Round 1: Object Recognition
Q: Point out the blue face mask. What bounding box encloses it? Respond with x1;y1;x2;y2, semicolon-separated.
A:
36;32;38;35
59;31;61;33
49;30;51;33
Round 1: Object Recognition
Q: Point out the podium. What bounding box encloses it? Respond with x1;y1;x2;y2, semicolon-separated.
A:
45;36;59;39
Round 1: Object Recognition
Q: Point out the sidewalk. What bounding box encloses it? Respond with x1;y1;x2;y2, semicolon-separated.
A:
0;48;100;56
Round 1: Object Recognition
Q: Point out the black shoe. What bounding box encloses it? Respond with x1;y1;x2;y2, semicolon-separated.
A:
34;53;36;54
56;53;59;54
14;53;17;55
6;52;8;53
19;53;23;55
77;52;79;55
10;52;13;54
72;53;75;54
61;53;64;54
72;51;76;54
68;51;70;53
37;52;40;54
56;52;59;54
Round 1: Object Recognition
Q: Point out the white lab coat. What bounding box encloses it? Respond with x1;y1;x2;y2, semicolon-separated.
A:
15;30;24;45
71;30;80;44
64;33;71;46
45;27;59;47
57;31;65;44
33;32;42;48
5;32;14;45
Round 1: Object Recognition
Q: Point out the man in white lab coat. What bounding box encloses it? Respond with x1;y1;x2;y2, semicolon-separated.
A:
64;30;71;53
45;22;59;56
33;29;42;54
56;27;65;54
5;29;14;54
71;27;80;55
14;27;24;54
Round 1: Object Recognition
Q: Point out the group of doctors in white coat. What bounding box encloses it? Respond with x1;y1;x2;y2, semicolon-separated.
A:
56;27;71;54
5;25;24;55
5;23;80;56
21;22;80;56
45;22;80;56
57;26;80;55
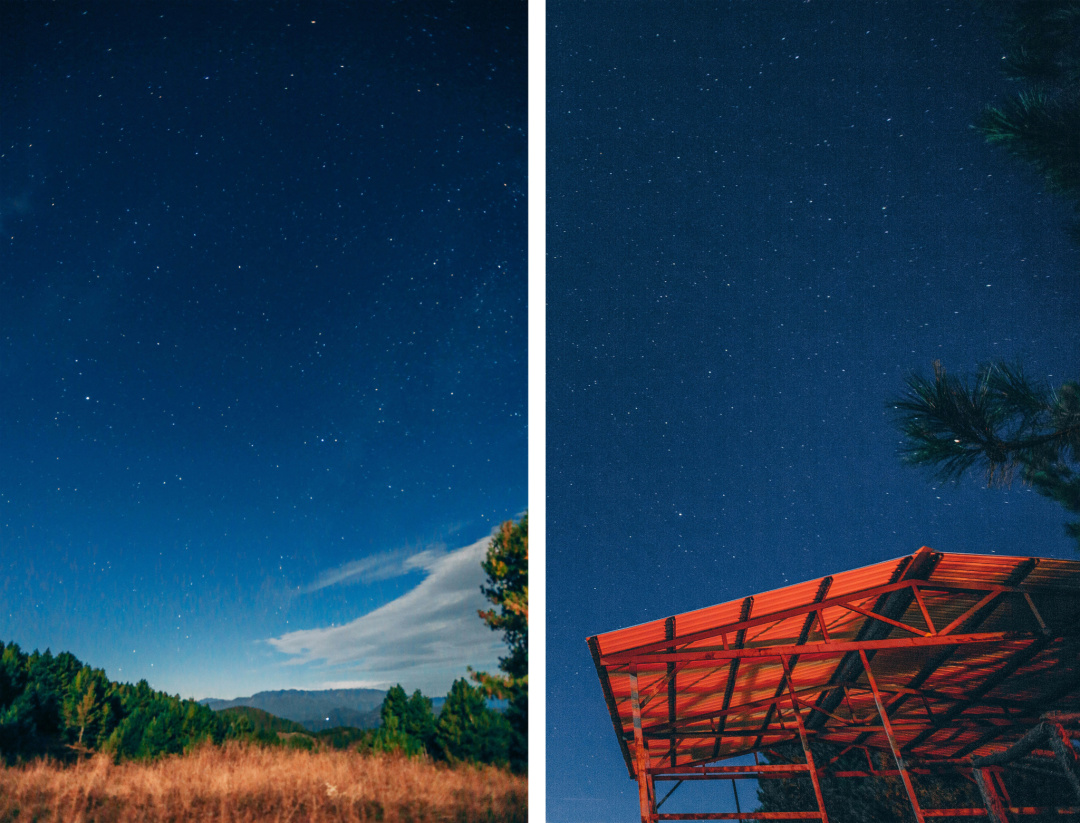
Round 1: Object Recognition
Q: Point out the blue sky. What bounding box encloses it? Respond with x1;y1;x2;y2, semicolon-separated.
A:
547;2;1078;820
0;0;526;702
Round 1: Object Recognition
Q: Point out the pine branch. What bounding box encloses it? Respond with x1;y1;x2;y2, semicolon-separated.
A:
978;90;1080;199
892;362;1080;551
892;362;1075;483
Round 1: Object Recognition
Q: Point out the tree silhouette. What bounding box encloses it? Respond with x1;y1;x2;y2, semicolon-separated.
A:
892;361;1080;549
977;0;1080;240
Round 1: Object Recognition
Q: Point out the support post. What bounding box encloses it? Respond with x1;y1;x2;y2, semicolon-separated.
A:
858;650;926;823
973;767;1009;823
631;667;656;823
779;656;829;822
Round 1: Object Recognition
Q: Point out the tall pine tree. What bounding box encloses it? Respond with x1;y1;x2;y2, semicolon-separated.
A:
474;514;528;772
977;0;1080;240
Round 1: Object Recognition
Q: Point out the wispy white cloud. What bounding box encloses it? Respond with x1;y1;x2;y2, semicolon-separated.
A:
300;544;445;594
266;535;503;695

_____

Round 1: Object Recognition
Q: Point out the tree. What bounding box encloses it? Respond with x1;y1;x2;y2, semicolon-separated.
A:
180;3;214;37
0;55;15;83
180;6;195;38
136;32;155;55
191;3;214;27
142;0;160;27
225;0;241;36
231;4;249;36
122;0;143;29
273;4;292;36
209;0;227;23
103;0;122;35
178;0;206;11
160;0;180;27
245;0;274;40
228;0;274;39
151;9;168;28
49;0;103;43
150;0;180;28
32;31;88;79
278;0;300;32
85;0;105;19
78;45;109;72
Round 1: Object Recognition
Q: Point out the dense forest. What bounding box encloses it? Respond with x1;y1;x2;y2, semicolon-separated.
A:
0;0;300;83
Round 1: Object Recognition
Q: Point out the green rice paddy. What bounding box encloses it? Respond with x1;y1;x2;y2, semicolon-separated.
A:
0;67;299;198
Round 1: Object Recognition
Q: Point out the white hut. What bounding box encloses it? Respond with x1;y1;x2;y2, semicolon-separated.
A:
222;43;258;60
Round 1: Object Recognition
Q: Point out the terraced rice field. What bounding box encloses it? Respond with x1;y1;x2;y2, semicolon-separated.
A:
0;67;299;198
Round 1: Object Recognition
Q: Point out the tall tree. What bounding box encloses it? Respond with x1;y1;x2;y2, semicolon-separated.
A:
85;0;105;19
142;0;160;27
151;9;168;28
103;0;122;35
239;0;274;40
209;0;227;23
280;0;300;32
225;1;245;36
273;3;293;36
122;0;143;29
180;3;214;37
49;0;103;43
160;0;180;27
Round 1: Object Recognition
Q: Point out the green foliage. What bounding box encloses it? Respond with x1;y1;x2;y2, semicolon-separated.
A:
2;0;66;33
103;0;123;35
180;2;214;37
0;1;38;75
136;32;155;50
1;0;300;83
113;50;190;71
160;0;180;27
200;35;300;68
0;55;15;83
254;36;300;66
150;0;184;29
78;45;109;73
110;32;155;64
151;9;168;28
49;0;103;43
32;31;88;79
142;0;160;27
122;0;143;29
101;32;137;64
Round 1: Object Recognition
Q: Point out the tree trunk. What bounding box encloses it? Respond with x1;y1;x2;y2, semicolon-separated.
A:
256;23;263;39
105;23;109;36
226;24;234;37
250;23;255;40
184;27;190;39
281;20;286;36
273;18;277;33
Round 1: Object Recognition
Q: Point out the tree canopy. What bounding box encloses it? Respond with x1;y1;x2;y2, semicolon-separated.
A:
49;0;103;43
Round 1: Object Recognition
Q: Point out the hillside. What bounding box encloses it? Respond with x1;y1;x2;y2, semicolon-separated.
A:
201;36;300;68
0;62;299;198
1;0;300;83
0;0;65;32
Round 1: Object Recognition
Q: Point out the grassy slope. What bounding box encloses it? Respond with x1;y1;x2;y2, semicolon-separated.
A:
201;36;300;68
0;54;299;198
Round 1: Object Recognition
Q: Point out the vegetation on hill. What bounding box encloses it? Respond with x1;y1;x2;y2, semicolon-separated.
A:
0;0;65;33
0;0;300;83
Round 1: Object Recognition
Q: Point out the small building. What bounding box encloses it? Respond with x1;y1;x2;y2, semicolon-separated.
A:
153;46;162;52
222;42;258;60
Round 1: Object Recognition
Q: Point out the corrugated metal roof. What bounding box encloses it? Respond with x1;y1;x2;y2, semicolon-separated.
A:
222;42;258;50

_____

WHAT NEEDS TO BE DONE:
Which lines run from the one holding "Q: Point out the blue face" through the one holding "Q: Point out the black" in the records above? Repeat them exactly, both included, and nothing more.

EXERCISE OUTPUT:
Q: Point out the blue face mask. What bounding box encloses it? Respond with x1;y1;x2;y2, semicolon-separated.
A:
36;32;38;35
59;31;61;33
49;30;51;33
Round 1: Object Recognition
Q: Point out the podium. What bounding box encloses it? Respond with x1;y1;x2;y2, semicolon-separated.
A:
45;36;59;39
Round 1: Object Recognition
Q: Point out the sidewalk. What bounding box encloses it? Respond with x1;y1;x2;y2, semicolon-separated.
A:
0;48;100;56
Round 1: Object Recognition
Q: Point out the black shoe. What bounding box encloses it? Respond with x1;y1;x2;y2, semicolon-separated.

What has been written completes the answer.